## What to do
Replace each occurrence of "match analytics" with "sports analytics" throughout the rows below, and reproduce all of them with everything else left unchanged.

:: Provided information

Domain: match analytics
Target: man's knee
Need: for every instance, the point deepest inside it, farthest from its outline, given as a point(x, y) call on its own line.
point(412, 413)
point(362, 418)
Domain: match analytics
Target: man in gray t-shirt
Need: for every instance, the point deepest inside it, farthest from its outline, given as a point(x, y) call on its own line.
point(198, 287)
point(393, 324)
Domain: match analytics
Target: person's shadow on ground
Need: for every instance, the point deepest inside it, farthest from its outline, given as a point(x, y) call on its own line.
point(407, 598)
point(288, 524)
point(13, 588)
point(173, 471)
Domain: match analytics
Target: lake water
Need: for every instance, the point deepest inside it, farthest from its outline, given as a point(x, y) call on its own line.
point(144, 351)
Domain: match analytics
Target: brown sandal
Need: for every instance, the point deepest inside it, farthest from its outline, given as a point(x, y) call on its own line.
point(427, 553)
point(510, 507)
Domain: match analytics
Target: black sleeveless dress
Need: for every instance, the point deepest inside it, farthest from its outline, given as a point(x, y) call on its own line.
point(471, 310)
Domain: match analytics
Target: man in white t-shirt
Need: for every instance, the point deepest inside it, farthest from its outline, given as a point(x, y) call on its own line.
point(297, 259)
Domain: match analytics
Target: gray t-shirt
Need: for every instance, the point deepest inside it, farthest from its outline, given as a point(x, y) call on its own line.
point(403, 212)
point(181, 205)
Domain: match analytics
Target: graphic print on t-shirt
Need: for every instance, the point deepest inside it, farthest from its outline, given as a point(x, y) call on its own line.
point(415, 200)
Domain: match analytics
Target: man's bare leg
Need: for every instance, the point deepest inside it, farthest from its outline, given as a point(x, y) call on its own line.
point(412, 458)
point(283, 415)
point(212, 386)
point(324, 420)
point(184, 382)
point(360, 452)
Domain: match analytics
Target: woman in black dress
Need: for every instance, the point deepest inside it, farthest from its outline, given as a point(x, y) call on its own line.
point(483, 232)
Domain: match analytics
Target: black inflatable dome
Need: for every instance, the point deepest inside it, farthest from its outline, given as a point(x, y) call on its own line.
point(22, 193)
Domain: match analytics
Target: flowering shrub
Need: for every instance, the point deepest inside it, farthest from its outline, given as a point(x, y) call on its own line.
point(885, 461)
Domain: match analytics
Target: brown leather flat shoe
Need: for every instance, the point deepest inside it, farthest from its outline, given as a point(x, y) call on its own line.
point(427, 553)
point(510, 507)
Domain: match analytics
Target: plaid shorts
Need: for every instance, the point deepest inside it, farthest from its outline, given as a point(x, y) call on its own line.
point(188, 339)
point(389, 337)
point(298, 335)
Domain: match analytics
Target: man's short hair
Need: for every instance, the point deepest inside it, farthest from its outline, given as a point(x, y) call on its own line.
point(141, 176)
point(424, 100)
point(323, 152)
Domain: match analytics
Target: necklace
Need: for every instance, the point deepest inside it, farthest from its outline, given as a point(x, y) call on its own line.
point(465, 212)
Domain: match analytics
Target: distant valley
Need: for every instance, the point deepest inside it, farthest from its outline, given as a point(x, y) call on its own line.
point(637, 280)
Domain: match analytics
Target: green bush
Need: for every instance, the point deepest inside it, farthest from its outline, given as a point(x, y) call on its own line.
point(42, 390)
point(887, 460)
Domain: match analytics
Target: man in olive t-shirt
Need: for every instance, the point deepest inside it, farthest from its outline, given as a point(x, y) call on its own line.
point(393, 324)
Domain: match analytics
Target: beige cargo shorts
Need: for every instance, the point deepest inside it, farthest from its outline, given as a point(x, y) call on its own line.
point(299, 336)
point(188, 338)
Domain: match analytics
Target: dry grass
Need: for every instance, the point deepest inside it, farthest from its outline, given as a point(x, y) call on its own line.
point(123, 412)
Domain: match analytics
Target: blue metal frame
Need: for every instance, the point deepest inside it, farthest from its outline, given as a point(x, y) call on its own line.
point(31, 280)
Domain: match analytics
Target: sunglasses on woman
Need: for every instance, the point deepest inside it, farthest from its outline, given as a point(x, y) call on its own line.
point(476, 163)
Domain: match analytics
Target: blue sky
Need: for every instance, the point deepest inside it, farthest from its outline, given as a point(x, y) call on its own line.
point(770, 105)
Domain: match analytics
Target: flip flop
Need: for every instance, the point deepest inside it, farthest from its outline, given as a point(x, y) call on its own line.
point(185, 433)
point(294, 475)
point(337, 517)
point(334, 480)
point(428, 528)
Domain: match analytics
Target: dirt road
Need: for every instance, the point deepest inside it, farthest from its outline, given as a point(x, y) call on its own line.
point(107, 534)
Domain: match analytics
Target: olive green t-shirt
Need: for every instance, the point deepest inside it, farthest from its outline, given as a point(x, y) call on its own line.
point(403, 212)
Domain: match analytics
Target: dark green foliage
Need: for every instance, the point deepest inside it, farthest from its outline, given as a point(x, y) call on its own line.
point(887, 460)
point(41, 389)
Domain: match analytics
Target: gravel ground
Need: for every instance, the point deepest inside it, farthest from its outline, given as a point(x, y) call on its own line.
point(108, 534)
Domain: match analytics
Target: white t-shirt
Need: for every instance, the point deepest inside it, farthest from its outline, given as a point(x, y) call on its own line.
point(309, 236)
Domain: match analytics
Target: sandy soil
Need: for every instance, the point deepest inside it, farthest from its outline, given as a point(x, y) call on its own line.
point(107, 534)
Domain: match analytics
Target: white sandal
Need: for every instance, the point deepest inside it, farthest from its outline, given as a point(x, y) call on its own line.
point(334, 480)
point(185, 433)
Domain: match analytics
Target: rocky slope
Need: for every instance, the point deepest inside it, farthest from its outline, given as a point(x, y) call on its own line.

::::

## Result of this exercise
Domain: sports analytics
Target: man's knee
Need: for every instance, the point deepest inside it, farthest from its outline, given as a point(x, y) call on its own line.
point(412, 413)
point(362, 418)
Domain: sports analytics
Target: man in gray t-shirt
Need: for every instance, the point deepest inside it, farthest from its outline, given as a point(x, y) call on its own line.
point(198, 287)
point(393, 324)
Domain: sports analytics
Target: person's shadow on ground
Need: for every instance, the point deepest inside it, farthest from its outline, given as a point(x, y) call on its own line.
point(407, 598)
point(288, 524)
point(13, 588)
point(173, 471)
Domain: sports analytics
Target: lake water
Need: for every instance, the point deepest inside it, farthest from its outline, given as a point(x, y) call on its own line.
point(144, 351)
Domain: sports analytics
Target: brown sandal
Need: for every instance, the point deepest inside it, farthest from its outline, given as a point(x, y) call on its own line.
point(427, 553)
point(510, 507)
Domain: sports analytics
Target: black sleeveless dress
Need: for every instance, the point deepest inside it, farthest from its outline, given as a point(x, y) call on its own line.
point(471, 310)
Domain: sports analytics
Target: man in white t-shirt
Need: for every instance, the point deepest inside it, farthest from its outline, given as a point(x, y) call on its own line.
point(297, 259)
Domain: sports analytics
Target: gray t-shirt
Need: for every instance, the point deepest inside it, farthest from its outline, given as a point(x, y) call on its own line.
point(403, 212)
point(181, 205)
Domain: sports analytics
Target: graphic print on t-shirt
Need: for every instance, the point deepest inside it, farthest from its outline, given as a point(x, y) call on its own line.
point(415, 200)
Domain: sports analytics
Target: man's bare leg
Need: for every instance, the point deepest inside it, farthest from its outline, given as a point(x, y) call on its own line.
point(412, 458)
point(283, 415)
point(212, 386)
point(324, 420)
point(184, 382)
point(360, 452)
Domain: sports analytics
Target: woman in black dress
Need: for every instance, the point deepest inside it, farthest from its outline, given as a point(x, y) call on its own line.
point(483, 232)
Domain: sports analytics
Target: black inflatable dome
Need: for every instance, the point deepest inside it, farthest from its outline, given as a point(x, y) call on its own line.
point(22, 193)
Domain: sports analytics
Target: flowering shrub
Need: for every instance, the point deepest inside it, farthest from its outline, given as a point(x, y) call on its own line.
point(885, 461)
Domain: sports analytics
Target: brown leather flat shoe
Need: for every instance, the point deepest inside it, farthest from its outline, given as a point(x, y) call on its own line.
point(427, 553)
point(510, 507)
Domain: sports analytics
Target: plaid shorts
Need: for every instance, the point deepest inside it, farthest from its outline, given as a point(x, y) call on its own line.
point(188, 339)
point(389, 337)
point(298, 335)
Domain: sports analytics
Target: man's short hair
Need: for every instance, the point deepest inside it, farthest from its outline, given as a point(x, y) call on its own line.
point(141, 176)
point(424, 100)
point(323, 152)
Domain: sports analytics
Target: necklace
Need: for every instance, the point deepest inside it, farthest from its outline, given as a point(x, y) call on its own line.
point(465, 212)
Domain: sports analytics
Target: distant valley
Need: for every instance, the point deepest inside it, farthest from its outline, given as a point(x, y) call on its own line.
point(637, 280)
Domain: sports analytics
Target: green bush
Need: for every instance, the point deepest inside it, farthest from its outline, given as a point(x, y) call on its own line.
point(42, 390)
point(887, 460)
Domain: sports analytics
Target: man in olive t-shirt
Need: for every instance, the point deepest inside it, farthest from its outline, given as a point(x, y) call on its own line.
point(393, 324)
Domain: sports analytics
Target: beige cargo shorts
Need: for every instance, the point deepest inside it, farthest from its outline, given as a point(x, y) call on its own line.
point(299, 336)
point(188, 338)
Domain: sports analytics
Target: dry grass
Need: for every instance, the point deepest inside it, farthest from its outline, given as a point(x, y) call on its own line.
point(123, 412)
Domain: sports analytics
Target: blue metal frame
Need: for every instance, the point deepest inside it, farthest from its outline, given as a point(x, y) call on its own line.
point(31, 280)
Domain: sports analytics
Target: sunglasses on woman
Need: for every instance, the point deepest inside it, farthest from its outline, given as a point(x, y) call on its own line.
point(476, 163)
Domain: sports analytics
Target: blue sky
Need: for every instance, the point deepest inside it, farthest from its outline, given as a point(x, y) call on its own line.
point(770, 105)
Domain: sports analytics
Target: flip flop
Need: for every instance, the point deepest inside it, farthest from its outline, given as a point(x, y) call on its own line.
point(185, 433)
point(294, 475)
point(337, 517)
point(334, 480)
point(428, 528)
Domain: sports analytics
Target: dirt road
Need: for every instance, the point deepest inside it, farthest from its outline, given as a point(x, y) call on its own line.
point(107, 534)
Domain: sports analytics
Target: olive green t-shirt
Need: for every instance, the point deepest inside it, farthest from its outline, given as a point(x, y) call on its own line.
point(403, 212)
Domain: sports analytics
Target: dark green foliage
Need: for every instance, the point deepest inside it, farthest from its outline, given as a point(x, y) call on its own line.
point(887, 460)
point(41, 389)
Domain: sports analytics
Target: gravel ground
Need: for every instance, the point deepest inside it, farthest from its outline, given as a point(x, y) call on its own line.
point(108, 534)
Domain: sports analytics
Target: white t-shirt
Need: for every instance, the point deepest inside it, farthest from its outline, given as a point(x, y) call on its own line.
point(309, 236)
Domain: sports analytics
Target: sandy soil
Need: for every instance, the point deepest inside it, farthest from its outline, given as a point(x, y) call on its own line.
point(107, 534)
Domain: sports analytics
Target: white sandal
Need: for every instance, the point deepest inside it, farthest from its outline, given as a point(x, y) call on its own line.
point(334, 480)
point(185, 433)
Domain: sports analytics
Target: rocky slope
Need: for every instance, the point deepest inside it, farthest from its outline, given as a point(x, y) call on its own line.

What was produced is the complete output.